- WHAT IS REQUIRED
Down to the last line, repeat the data below exactly.

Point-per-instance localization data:
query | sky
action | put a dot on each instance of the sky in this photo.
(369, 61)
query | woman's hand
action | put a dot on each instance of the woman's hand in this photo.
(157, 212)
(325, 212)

- TASK RESPONSE
query | sky
action | put a dot on each instance of the sky in this photo.
(369, 61)
query | woman's hand
action | put a dot on each instance of the woman's hand in this photo.
(157, 212)
(325, 212)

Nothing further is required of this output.